## Task item
Condense the paragraph of the Tokyo market report below that begins "The Nikkei average of 225 selected issues" into a single shorter sentence that retains its main figures.

## Text for analysis
------------------------------------------------------------------------
Tokyo stocks bounced back sharply Friday as investors cheered an overnight surge on Wall Street despite persistent fears about the new coronavirus.
The Nikkei average of 225 selected issues listed on the first section of the Tokyo Stock Exchange advanced 724.83 points, or 3.88 percent, to close at 19,389.43, the day’s high, after plunging 882.03 points on Thursday.
The Topix index of all first-section issues climbed 60.17 points, or 4.30 percent, to close at 1,459.49 following a 25.30-point drop the previous day.
The Tokyo market got off to a strong start that sent the Nikkei average up some 700 points at one point.
Market players applauded Thursday’s gains in the three major U.S. market gauges, the Dow Jones industrial average, the Nasdaq composite index and the S&P 500, after the U.S. Senate passed a $2.2 trillion economic package to prop the economy up during the pandemic, brokers said.
Pressured by a fall in Dow futures in off-hours trading and the yen’s strengthening against the dollar, both of the Tokyo market indexes cut gains later in the morning.
In the afternoon, the market fluctuated within a narrow range in positive territory, thanks to rises in the Chinese and other Asian markets, brokers said.
But buying mounted toward the close, prompting the Nikkei into a sudden jump.
Some brokers noted that the underside of the Tokyo market was supported by active buying by Japanese pension funds, especially after the recent plunge in the Nikkei.
------------------------------------------------------------------------
## Source material
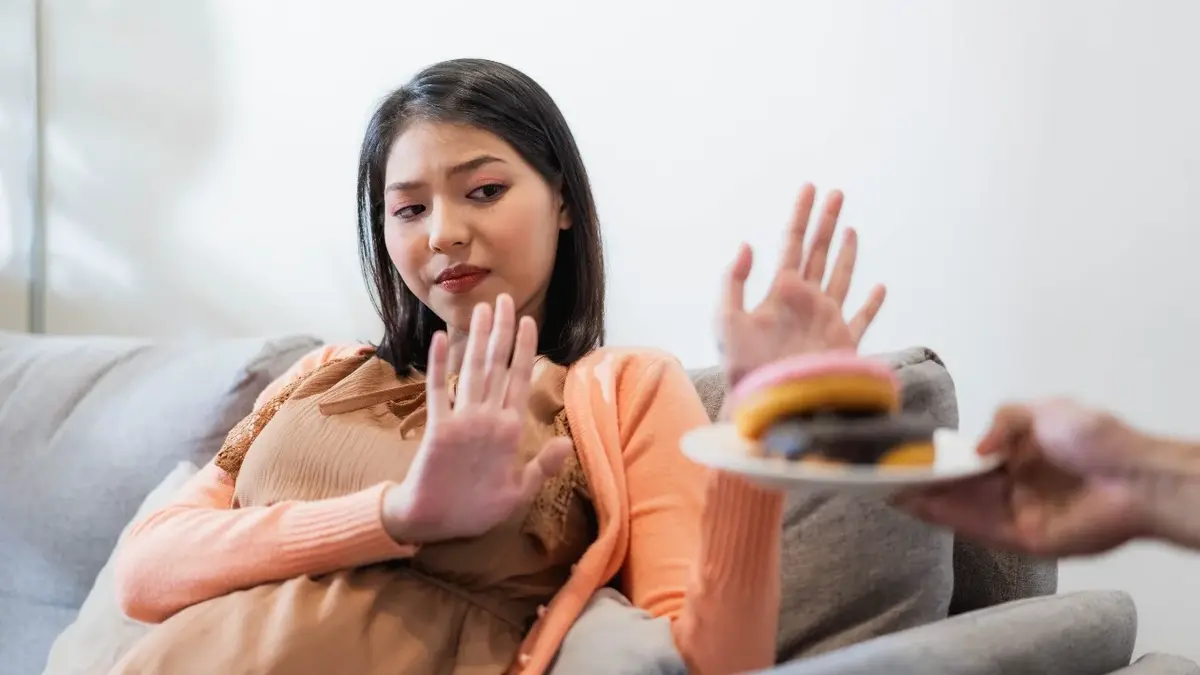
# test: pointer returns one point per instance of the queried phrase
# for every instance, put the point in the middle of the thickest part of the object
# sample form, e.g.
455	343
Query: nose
447	231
------------------------------------------------------------------------
## Written answer
The Nikkei average of 225 first-section issues rose 724.83 points, or 3.88 percent, to close at 19,389.43, its high for the day, after falling 882.03 points on Thursday.